:: CONSEGNA DELL'ESERCIZIO ::
Riscrivi le righe seguenti sostituendo "in this photograph" con "in this image" e lasciando invariato tutto il resto.

:: DATI ARCHIVIATI ::
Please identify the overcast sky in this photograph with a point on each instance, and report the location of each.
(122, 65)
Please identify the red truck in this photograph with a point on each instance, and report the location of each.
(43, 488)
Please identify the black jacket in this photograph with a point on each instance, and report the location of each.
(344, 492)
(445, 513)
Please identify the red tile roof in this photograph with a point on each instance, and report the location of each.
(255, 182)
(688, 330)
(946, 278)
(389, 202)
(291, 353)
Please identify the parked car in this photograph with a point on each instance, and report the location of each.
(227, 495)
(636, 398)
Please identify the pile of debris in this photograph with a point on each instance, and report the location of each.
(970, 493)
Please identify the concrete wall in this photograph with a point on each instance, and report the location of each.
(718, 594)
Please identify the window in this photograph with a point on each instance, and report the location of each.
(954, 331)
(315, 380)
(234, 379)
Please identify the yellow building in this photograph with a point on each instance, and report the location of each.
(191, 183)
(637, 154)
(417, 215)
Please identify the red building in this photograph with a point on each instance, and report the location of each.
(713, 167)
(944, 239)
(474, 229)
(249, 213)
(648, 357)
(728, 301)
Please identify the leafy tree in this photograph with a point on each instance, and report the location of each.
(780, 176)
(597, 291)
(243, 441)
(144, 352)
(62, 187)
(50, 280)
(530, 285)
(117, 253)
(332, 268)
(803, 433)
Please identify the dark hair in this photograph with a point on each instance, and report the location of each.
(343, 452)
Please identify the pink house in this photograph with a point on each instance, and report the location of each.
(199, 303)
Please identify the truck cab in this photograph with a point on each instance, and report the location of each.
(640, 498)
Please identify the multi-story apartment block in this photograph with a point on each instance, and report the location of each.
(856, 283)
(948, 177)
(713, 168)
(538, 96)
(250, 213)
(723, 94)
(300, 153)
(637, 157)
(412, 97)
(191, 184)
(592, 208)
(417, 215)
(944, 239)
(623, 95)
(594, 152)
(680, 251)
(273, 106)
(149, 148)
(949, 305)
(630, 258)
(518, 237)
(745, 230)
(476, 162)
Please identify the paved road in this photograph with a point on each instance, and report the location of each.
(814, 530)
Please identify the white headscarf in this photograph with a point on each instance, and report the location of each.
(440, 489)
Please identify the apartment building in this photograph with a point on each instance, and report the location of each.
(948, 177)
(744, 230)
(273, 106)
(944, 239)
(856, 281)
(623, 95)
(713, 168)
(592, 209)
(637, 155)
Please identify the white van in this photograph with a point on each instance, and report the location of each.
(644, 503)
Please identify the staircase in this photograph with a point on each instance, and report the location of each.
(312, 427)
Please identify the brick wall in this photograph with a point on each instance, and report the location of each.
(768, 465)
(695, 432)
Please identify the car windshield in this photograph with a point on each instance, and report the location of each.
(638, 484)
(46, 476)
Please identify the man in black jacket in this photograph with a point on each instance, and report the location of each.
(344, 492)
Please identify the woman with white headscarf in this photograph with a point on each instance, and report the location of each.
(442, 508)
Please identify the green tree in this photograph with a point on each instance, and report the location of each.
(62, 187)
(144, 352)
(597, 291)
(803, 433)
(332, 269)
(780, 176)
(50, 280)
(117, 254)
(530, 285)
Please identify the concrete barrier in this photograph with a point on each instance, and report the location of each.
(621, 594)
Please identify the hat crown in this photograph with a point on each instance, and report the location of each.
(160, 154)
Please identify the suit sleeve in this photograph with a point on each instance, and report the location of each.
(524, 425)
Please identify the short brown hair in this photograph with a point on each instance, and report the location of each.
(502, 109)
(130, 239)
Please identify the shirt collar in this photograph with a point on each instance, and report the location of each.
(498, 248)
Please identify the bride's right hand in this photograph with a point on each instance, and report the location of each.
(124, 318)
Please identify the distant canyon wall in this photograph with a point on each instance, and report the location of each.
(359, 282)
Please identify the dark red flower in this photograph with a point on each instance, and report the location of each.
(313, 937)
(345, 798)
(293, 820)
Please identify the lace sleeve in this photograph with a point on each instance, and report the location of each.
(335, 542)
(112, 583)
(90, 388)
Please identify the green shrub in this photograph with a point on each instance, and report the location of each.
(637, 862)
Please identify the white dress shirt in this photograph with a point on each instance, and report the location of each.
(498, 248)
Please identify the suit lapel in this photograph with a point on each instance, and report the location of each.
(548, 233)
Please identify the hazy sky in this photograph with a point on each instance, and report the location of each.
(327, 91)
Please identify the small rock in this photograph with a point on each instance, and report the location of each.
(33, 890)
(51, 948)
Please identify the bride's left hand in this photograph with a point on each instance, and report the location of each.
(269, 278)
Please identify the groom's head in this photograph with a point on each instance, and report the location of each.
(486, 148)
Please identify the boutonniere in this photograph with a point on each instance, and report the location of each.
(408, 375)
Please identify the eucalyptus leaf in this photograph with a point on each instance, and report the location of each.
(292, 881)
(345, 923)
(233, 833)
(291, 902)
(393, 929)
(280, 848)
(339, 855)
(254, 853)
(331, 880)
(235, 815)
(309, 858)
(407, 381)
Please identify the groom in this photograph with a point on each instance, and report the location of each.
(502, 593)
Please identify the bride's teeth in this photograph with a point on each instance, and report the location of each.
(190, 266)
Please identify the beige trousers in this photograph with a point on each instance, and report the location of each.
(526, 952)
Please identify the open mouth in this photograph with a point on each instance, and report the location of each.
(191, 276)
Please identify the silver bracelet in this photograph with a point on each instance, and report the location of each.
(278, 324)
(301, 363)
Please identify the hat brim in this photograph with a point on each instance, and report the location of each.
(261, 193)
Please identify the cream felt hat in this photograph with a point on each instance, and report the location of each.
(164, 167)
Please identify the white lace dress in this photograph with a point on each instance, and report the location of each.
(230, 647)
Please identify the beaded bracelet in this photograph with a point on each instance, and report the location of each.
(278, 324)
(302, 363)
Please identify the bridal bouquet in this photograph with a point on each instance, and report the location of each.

:: SOLUZIONE ::
Please identify the overcast sky in this image with a point on each instance, and report the location of each.
(122, 65)
Please identify the red truck in this image with a point on each instance, and report the location of each.
(43, 488)
Please identify the black jacket in this image with a point on each instance, and report the location of each.
(344, 492)
(445, 513)
Please identify the red tile roof in this image with a point on each instance, and report the location of each.
(255, 182)
(688, 330)
(946, 278)
(389, 202)
(291, 353)
Please identify the parked car in this image with a point on each instance, and report the location of each.
(227, 495)
(636, 398)
Please identify the pile of debris in this image with a point on each instance, and report the location of each.
(970, 493)
Please identify the concrete wall in this image with a point on each instance, and report the location of each.
(718, 594)
Please identify the window in this image with a point on each instance, and report the location of each.
(954, 331)
(315, 380)
(234, 379)
Please identify the yellow building in this image with a point on each instance, and report the location of each.
(191, 183)
(637, 154)
(417, 215)
Please identify the red building in this image with a point on each instance, and report the location of each.
(713, 167)
(944, 239)
(474, 229)
(249, 213)
(648, 357)
(728, 301)
Please identify the leafy tree in this image with a point on each instance, and report the location of each.
(780, 176)
(597, 291)
(243, 441)
(144, 352)
(62, 187)
(50, 280)
(530, 285)
(117, 253)
(332, 268)
(803, 433)
Please identify the dark hair in this image with a point on each instance, and report the location of each.
(343, 452)
Please identify the pink house in this image with a point on each instance, and report the location of each.
(199, 303)
Please identify the truck cab in this image with a point on each instance, and report the location of each.
(640, 498)
Please identify the multi-story apartment block in this image with a point on each instance, and report the location of each.
(856, 283)
(948, 177)
(713, 168)
(538, 96)
(250, 213)
(723, 94)
(300, 153)
(637, 157)
(412, 97)
(191, 184)
(592, 208)
(417, 215)
(944, 239)
(623, 95)
(594, 152)
(680, 251)
(273, 106)
(149, 148)
(949, 305)
(630, 258)
(518, 237)
(745, 230)
(476, 162)
Please identify the paved road in this image with a point on each instance, and report the location of each.
(814, 530)
Please identify the white headscarf in this image with a point on each instance, and report the location of each.
(440, 489)
Please identify the apartment building in this image with a point on each instance, and report the location of each.
(948, 177)
(744, 230)
(273, 106)
(944, 239)
(856, 281)
(623, 95)
(713, 168)
(592, 209)
(637, 155)
Please identify the white van in this image with a point on each instance, and report the location of each.
(644, 503)
Please identify the staircase in this image with a point on each instance, and report the location of each.
(312, 427)
Please identify the brick wall in this image with a point on each instance, and report the location of each.
(768, 465)
(695, 432)
Please identify the car windshield in this image with a point on each instance, and report the location of each.
(638, 484)
(46, 476)
Please identify the man in black jacket in this image with a point on each instance, and report the location of each.
(344, 492)
Please identify the woman with white headscarf in this image with a point on each instance, and report the location of each.
(442, 508)
Please identify the green tree in this image with a point on each instance, and report the location of each.
(62, 187)
(144, 352)
(597, 291)
(803, 433)
(332, 269)
(780, 176)
(50, 280)
(117, 254)
(530, 285)
Please identify the concrete barrier in this image with a point on each instance, and report the location of each.
(621, 594)
Please identify the hat crown in this image with a point on each instance, and report the location of each.
(160, 154)
Please identify the suit sleeve in this image with a point on each instance, and report the location of each.
(524, 425)
Please identify the short brown hair in this image with a point on each instance, and report the location of each.
(502, 109)
(130, 239)
Please identify the shirt collar in this image with a point on each instance, and report the location of each.
(498, 248)
Please identify the bride's right hand in this image with a point on each instance, and report the location of each.
(124, 318)
Please identify the distant canyon wall in this image with a point on each instance, and report the location of each.
(359, 282)
Please identify the dark red flower in this image with a point on each instance, and report the location of each.
(313, 937)
(345, 798)
(293, 820)
Please identify the lace sleeve in this image with a point on each instance, and report the location of each.
(335, 542)
(112, 583)
(90, 388)
Please identify the green shrub in this image with a point on each instance, and report the location of each.
(637, 862)
Please identify the white dress shirt in this image with a point on each instance, and report the location of each.
(498, 248)
Please identify the suit lapel in this image with a point on each instance, and report the location of each.
(548, 233)
Please identify the hazy sky in this image with a point on each instance, and report the location of each.
(327, 91)
Please identify the small rock in this image with a point on each instance, and report the location of each.
(33, 890)
(51, 948)
Please identify the bride's left hand in this image with a point on each instance, and report the location of each.
(269, 278)
Please identify the groom's head in this image with a point on each instance, and report the location of each.
(486, 148)
Please identify the boutonniere in this image with a point on each instance, and report the location of each.
(408, 375)
Please identify the eucalyptus leaf in this image with a point on each instance, and report the location of each.
(292, 881)
(345, 923)
(233, 833)
(291, 902)
(393, 929)
(280, 848)
(339, 855)
(254, 853)
(331, 880)
(235, 815)
(309, 858)
(407, 381)
Please identify the groom in this image with a point on each instance, and report the location of each.
(502, 593)
Please identify the bride's teeth in this image with a point on each instance, and report the location of each.
(190, 266)
Please identify the beige trousers in this image with a point on each instance, and report the location of each.
(526, 952)
Please identify the open mouth in this image with a point on each instance, and report the location of each.
(191, 276)
Please identify the silver bracelet in this image with a point on each instance, and report the location of each.
(278, 324)
(301, 363)
Please identify the hat brim in this image with a point on each instance, and report the location of each.
(261, 193)
Please identify the cream felt hat in this image with a point on each instance, and report the location of each.
(164, 167)
Please identify the white lace dress in this image with a point on each instance, and report the location of each.
(230, 647)
Please identify the beaded bracelet in this image with a point on each instance, and report the location of each.
(278, 324)
(302, 363)
Please identify the bridal bouquet in this image with a point on each instance, and report the location of each.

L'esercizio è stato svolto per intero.